Set exercise A:
Answer these questions using the essay about learning to cry:
(i) About how old was the writer on the day of falling off a horse for the first time?
(ii) What did the writer skip in order to go to prom and a horse show?
(iii) How long before the brother's birthday did the breakup with the boyfriend happen?
Set exercise B:
Quote everything in the essay about learning to cry from "When my brother died I saw" down to "telling the truth.", word for word.

Passage provided:

The Day I Learned to Cry

Growing up I never cried in front of anyone but my parents.  I developed parts of the persona I carry with me now very early in life and crying just wasn’t something I allowed myself to do.  The day I learned how to cry I was probably around 11 years old.  I had fallen off a horse for the first time and let me tell you, I was SHOOK.  As I was trying to get up my trainer asked if I was okay and for the first time that I remember in my life, I said no and I cried.  From that moment on it was a struggle to regain the part of myself that never admitted she wasn’t okay, the part of me that never cried.  The feeling I had when I realized I actually was okay and that my tears were serving no purpose was pathetic.  I felt weak, I felt like I had taken a mask off and I was no longer the strongest person I knew, I was just someone else who cries. 

 That feeling never left me, the feeling that showing you’re not okay is a weakness that detracts from the strength of your being.  Everyone asks me how I get over things so quickly and in part I owe it to the girl I was before I learned to cry.  I carried with me and never forgot the feeling of weakness that ALWAYS follows my tears, the feeling that says “see, you’re fine, and now you’ve shed tears for nothing.  Now you’ve shown your weakness, and for what?” I have been stuck in an internal battle between the “me” that feels shame when she cries and the “me” that has dealt with tragedy and refuses to acknowledge the pain that has worn away at me everyday.

 When my brother died I can count on my hands how many times I cried.  When I spoke at his funeral it was the first time my friends and family really saw me cry.  Afterwards my aunt came up to me and said “I was so worried about you until I finally saw you cry, then I knew you’d be okay”
When my brother died I saw it as a challenge.  Before me was something that I never thought I’d go through, now was my chance to regain the armor I thought was lost to me the day I learned to cry.  I forced myself out of sadness, I skipped his second viewing to go to prom and a horse show.  I forced myself to be the person that people looked at and said “I don’t know how she does it.”  People would ask how I was doing and my answer was automatic and robotic “I’m good! I mean that seems like a bad answer but I can’t change the situation so why spend any time sad about it.” At that point 50% of people looked at me like I was a psychopath and the other 50% looked at me pitifully like I was a sad baby bird.  It was those looks that drove me to continue to be okay, until everyone, including myself was fully convinced that I was telling the truth.

You can see the long term, incredibly unhealthy coping mechanisms that I developed.  Coping mechanisms that forced everything so far down that the only time they surfaced was when I was drunk and something else was making me sad.  I’ll tell you what, this did not make me look like the most mentally stable person in the world. 

This year when my boyfriend and I broke up (a couple weeks before my brother’s birthday) I cried, unwillingly, for a long time.  I said to my mom “Logically I know I’m fine, logically I know I will be okay and the world is not over, my life is not over but I’m struggling because even though I KNOW these things logically, that’s just not how I feel.”  When I was done crying I was filled with my usual post-cry emptiness.  I didn’t want to feel that yet so I tried to keep crying, to feel anything but shame, but no tears came.  And in that moment I came to a conclusion.

(Records)
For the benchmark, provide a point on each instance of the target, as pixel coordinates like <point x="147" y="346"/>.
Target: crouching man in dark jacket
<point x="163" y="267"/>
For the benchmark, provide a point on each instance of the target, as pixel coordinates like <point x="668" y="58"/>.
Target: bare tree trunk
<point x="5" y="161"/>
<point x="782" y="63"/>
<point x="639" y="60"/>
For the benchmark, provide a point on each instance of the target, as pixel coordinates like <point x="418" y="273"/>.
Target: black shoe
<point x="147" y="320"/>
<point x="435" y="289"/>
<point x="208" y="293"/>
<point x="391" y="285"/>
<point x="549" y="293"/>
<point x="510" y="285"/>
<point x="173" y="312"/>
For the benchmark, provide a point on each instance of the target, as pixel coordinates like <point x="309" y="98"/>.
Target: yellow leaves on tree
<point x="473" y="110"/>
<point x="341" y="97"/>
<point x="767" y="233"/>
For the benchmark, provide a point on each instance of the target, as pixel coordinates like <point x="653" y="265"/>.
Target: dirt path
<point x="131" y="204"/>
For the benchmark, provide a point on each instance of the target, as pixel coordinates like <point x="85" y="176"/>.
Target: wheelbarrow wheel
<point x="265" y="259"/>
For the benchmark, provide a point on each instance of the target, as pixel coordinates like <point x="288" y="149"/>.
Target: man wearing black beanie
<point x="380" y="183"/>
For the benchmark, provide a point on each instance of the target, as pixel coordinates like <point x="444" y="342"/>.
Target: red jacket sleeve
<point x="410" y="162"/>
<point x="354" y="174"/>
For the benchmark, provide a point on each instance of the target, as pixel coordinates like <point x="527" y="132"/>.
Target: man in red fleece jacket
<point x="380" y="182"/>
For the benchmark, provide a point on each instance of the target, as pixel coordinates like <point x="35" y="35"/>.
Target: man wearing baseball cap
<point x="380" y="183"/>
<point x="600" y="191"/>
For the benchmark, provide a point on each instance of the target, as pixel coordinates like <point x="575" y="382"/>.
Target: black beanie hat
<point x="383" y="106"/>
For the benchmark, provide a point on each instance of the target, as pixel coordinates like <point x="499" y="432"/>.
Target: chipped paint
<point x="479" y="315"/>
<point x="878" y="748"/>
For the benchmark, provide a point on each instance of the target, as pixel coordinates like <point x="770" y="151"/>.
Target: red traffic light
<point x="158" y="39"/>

Response A:
(i) Around 11 years old.
(ii) The brother's second viewing.
(iii) A couple of weeks before.

Response B:
When my brother died I saw it as a challenge.  Before me was something that I never thought I’d go through, now was my chance to regain the armor I thought was lost to me the day I learned to cry.  I forced myself out of sadness, I skipped his second viewing to go to prom and a horse show.  I forced myself to be the person that people looked at and said “I don’t know how she does it.”  People would ask how I was doing and my answer was automatic and robotic “I’m good! I mean that seems like a bad answer but I can’t change the situation so why spend any time sad about it.” At that point 50% of people looked at me like I was a psychopath and the other 50% looked at me pitifully like I was a sad baby bird.  It was those looks that drove me to continue to be okay, until everyone, including myself was fully convinced that I was telling the truth.